## Problem to work on
Copy out the material from the line with "Target: white cloud" through its end, scaling every point coordinate by 0.85 and rounding to whole numbers, halves up. Keep all other lines as they are, including the sample coordinates in each request.

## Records
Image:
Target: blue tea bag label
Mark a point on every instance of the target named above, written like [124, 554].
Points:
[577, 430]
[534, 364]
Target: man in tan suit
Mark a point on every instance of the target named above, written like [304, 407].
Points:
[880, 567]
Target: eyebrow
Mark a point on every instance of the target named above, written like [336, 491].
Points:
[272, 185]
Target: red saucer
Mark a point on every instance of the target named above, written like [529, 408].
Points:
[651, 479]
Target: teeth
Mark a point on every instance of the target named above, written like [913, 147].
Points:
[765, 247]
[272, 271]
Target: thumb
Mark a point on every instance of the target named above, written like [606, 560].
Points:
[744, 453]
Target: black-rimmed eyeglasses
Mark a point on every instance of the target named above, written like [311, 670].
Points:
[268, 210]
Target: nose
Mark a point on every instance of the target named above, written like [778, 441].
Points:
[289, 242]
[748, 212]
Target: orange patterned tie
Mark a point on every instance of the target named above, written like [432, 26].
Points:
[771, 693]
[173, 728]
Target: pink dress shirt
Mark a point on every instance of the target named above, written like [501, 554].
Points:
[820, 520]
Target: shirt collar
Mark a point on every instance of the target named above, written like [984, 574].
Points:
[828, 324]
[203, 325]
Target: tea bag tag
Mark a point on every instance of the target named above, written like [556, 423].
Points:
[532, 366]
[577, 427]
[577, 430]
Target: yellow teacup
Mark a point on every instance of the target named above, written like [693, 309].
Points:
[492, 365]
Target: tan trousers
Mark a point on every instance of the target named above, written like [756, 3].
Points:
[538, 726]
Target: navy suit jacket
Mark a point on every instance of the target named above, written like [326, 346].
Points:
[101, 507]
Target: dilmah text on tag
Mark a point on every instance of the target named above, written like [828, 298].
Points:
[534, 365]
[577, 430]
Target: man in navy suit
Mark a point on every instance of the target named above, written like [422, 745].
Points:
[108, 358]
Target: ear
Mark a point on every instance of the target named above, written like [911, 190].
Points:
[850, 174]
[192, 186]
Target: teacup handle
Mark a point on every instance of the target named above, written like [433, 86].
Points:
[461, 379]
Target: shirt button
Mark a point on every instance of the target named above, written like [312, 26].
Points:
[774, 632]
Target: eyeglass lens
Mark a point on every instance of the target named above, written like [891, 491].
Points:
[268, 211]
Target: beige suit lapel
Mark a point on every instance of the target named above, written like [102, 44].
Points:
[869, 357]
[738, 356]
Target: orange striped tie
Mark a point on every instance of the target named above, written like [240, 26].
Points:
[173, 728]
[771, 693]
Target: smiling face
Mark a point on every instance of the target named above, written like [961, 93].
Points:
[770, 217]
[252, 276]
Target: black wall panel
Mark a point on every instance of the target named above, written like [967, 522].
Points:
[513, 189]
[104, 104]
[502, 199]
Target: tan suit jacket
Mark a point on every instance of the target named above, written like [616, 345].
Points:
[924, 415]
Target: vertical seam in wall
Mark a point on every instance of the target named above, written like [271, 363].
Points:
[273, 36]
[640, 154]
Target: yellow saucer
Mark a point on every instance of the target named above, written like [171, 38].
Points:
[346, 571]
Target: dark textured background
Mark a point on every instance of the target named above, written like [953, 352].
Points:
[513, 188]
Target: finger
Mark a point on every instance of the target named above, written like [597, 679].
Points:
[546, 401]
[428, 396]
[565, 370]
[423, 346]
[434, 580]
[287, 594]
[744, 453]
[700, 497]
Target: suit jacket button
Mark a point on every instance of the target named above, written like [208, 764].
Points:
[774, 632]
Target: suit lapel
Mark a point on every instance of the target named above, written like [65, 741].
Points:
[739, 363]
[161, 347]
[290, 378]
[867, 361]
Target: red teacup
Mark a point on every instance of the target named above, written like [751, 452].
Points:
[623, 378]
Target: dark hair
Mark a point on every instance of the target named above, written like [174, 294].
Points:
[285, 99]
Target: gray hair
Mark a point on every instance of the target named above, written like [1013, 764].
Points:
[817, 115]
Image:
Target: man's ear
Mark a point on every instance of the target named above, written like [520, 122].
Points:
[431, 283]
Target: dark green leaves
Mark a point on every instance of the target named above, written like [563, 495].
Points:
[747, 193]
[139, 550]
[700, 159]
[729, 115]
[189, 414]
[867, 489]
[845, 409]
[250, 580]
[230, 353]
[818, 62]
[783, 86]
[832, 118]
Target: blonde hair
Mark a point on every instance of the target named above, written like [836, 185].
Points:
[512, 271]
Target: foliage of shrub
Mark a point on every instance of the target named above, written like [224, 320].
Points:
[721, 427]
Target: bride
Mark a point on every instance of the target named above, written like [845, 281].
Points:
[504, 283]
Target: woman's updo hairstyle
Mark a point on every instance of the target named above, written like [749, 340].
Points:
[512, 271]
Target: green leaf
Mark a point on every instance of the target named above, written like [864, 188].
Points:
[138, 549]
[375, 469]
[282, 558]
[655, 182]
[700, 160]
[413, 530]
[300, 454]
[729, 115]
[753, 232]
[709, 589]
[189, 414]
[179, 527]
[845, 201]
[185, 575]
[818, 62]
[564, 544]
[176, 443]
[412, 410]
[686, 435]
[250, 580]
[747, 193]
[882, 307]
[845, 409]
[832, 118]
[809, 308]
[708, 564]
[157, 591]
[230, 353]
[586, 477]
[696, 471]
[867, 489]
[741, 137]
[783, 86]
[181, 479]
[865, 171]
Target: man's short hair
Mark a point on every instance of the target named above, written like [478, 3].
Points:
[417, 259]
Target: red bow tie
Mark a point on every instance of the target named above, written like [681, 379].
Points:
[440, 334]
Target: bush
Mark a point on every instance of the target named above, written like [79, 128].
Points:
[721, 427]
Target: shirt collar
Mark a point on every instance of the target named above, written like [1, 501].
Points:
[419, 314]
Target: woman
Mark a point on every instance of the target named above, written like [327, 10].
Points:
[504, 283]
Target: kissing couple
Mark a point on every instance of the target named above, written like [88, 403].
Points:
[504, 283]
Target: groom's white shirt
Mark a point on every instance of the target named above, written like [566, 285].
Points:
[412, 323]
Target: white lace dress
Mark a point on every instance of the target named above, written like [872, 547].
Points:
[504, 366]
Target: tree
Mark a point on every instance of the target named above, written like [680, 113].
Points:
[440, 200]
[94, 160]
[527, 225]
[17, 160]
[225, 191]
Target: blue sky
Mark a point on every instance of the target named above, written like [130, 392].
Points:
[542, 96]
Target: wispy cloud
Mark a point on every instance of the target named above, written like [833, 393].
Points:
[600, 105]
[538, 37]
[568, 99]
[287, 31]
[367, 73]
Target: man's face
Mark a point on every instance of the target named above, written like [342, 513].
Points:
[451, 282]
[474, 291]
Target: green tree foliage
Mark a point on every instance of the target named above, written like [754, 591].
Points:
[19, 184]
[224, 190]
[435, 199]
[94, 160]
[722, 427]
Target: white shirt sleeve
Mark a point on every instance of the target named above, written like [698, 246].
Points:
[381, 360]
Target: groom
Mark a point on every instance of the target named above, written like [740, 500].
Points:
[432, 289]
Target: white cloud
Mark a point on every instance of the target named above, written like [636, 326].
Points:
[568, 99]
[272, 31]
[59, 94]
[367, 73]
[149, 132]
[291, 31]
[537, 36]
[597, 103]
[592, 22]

## Expected answer
Target: white cloud
Mark a point on every instance of the target named above, written like [636, 326].
Points:
[483, 84]
[231, 26]
[50, 80]
[312, 62]
[127, 112]
[247, 26]
[456, 31]
[507, 88]
[503, 19]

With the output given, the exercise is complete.